• [DATA RECORDS]
--------

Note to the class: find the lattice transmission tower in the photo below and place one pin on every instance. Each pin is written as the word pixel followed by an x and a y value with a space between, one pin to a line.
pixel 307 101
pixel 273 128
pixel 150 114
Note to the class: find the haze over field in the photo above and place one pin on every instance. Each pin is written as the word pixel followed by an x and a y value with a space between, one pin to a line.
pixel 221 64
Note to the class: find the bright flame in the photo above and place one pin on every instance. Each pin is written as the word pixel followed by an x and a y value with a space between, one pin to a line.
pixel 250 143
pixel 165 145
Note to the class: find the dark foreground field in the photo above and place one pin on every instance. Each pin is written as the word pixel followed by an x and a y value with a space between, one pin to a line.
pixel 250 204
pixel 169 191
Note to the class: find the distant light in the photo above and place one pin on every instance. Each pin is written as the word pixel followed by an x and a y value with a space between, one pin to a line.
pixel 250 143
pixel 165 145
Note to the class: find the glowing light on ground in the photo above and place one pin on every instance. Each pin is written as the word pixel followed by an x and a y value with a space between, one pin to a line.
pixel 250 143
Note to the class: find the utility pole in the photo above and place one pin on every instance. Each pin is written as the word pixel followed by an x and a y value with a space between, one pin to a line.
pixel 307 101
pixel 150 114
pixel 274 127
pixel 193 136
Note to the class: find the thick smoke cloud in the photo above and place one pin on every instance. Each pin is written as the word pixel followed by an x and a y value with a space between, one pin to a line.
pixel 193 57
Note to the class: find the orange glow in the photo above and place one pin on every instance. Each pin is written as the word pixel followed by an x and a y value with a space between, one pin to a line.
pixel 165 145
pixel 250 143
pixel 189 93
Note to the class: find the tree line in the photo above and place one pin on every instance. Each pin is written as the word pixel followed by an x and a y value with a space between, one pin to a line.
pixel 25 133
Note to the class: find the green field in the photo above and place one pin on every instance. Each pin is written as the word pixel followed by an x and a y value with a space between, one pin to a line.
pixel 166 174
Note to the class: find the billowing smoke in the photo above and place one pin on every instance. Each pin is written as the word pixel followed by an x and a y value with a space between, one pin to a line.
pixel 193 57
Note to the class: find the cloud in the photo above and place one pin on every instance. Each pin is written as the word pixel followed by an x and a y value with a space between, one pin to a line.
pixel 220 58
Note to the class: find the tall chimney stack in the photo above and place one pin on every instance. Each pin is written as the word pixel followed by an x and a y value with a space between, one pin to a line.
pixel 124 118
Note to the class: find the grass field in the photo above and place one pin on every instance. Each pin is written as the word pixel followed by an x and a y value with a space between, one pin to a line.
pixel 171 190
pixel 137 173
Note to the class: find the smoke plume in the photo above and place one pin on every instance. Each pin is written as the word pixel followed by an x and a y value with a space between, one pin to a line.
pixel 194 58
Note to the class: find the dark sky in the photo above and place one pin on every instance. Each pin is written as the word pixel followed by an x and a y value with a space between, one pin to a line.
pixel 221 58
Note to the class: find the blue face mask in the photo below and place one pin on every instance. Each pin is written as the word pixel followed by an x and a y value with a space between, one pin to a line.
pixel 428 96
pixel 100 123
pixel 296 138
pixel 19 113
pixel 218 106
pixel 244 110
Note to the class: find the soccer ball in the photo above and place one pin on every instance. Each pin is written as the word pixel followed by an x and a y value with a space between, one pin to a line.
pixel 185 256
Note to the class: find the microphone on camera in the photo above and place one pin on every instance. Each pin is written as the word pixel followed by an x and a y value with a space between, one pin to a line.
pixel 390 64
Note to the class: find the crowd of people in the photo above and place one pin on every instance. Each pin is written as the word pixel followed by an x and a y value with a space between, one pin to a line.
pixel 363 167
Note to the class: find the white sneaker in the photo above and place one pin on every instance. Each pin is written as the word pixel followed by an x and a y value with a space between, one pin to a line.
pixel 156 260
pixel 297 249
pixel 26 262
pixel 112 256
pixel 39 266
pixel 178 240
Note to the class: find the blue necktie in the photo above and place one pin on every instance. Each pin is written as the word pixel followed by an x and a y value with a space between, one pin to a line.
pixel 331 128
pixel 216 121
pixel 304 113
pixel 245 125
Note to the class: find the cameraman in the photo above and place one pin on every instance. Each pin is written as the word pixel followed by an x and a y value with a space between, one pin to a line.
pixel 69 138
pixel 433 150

--------

• [DIRECTIONS FOR THIS TASK]
Rewrite all the rows above, replacing "Note to the class" with "Note to the group" wherever it occurs and leaving everything else unchanged.

• [REPLY]
Note to the group: find the lattice transmission tower in the photo below and place one pin on every instance. Each pin is written as the word pixel followed by an x and a y value with a space between, one pin to a line.
pixel 307 101
pixel 273 128
pixel 150 114
Note to the group: find the haze over field in the photo above and place one pin on every instance. Each pin is written as the word pixel followed by an x and a y value with a space between, one pin to a line.
pixel 221 64
Note to the group: find the bright flame in the photo above and place one pin on every instance. Each pin is written as the word pixel followed by an x and a y value with a space between, one pin to a line.
pixel 250 143
pixel 165 145
Note to the group: find the dark foreground field in the photo above and place one pin on every instance. Each pin is written as the word pixel followed by an x and a y value with a space between, one pin to a line.
pixel 250 204
pixel 169 191
Note to the group: find the distant light in the photo above and place one pin on every instance. Each pin is written as the word pixel followed by an x and a y value with a space between, one pin to a line.
pixel 250 143
pixel 165 145
Note to the group: find the glowing light on ground in the photo above and place one pin on every instance. Each pin is written as the word pixel followed by an x and a y value with a space between, one pin to a line.
pixel 250 143
Note to the group: find the utility pole in the photo above and place one pin on every instance. Each pin is written as the word pixel followed by an x and a y value with a space between, one pin to a line.
pixel 307 101
pixel 150 114
pixel 274 127
pixel 193 136
Note to the group: find the thick smoke cloud in the photo above and place one pin on every instance. Each pin is written as the word pixel followed by an x and a y value with a space between, one pin to a line.
pixel 193 57
Note to the group: find the orange glow in the photo above and place one pin on every instance. Each pin is written as the word pixel followed by an x and a y value with a space between, one pin to a line.
pixel 165 145
pixel 250 143
pixel 189 93
Note to the group: find the tree line in the photo above and place one pin on every instance. Each pin is written as the word pixel followed by an x and a y value with a space between, one pin to a line.
pixel 25 133
Note to the group: find the green field in the photo above and place one pin on every instance. Each pin is written as the word pixel followed by an x and a y value with a space between, one pin to a line.
pixel 166 174
Note to the group: find the billowing smoke in the photo above and place one pin on every instance. Each pin is written as the word pixel followed by an x and a y value with a space between, one pin to a line.
pixel 193 57
Note to the group: find the cloud in the photo above and place one pin on every instance. Each pin is written as the word pixel followed by an x and a y value with a space between, one pin to a line.
pixel 220 58
Note to the group: find the tall chimney stack in the photo above and place one pin on every instance. Each pin is written as the word pixel followed by an x and a y value with a space between, one pin to a line.
pixel 124 118
Note to the group: find the grass field in the photo above and place one pin on every instance. Each pin is written as the word pixel followed by an x and a y value with a space between, one pin to a line.
pixel 171 190
pixel 137 173
Note to the group: find the smoke plume in the photo above and place one pin on every instance. Each pin is written as the word pixel followed by an x and a y value with a space between, one pin to a line.
pixel 194 58
Note to the group: find the dark sky in the photo above and place one pin on every instance. Each pin is written as the word pixel followed by an x and a y value with a space between, one pin to a line.
pixel 221 58
Note to the group: find the blue face mask in the photo below and place one pin on every instance. Each pin is written as the word pixel followed by an x and a y value with a space between, one pin to a line.
pixel 428 96
pixel 100 123
pixel 296 138
pixel 19 113
pixel 218 106
pixel 244 110
Note to the group: find the soccer ball in the photo above and place one pin on every instance. Each pin is written as the word pixel followed by an x and a y value with a space between, one pin to a line.
pixel 185 256
Note to the group: find the microphone on camera in the photo above and place one pin on every instance. Each pin is written as the word pixel followed by an x and a y value with a space between, one pin to a line.
pixel 390 64
Note to the group: find the crowd of people in the photo above and place one pin on every instance. Each pin is written as the word pixel followed by an x and a y value with a space between, one pin to a line.
pixel 363 167
Note to the group: find the white sneaker in the photo above and place one pin on every instance. Each pin is written as the word pixel followed by an x and a y value with a space between, one pin to a line.
pixel 156 260
pixel 297 249
pixel 26 262
pixel 112 256
pixel 39 266
pixel 178 240
Note to the group: find the blue necktie in the photo above and place one pin on every instance. Each pin is written as the word pixel followed by an x and a y value with a space between, one pin to a line.
pixel 331 128
pixel 216 121
pixel 304 113
pixel 245 125
Note to the group: find the cameraman in the photo above and place one pin on every instance. Each pin is written as the word pixel followed by an x and a y value with a space between, one pin to a line.
pixel 69 138
pixel 433 150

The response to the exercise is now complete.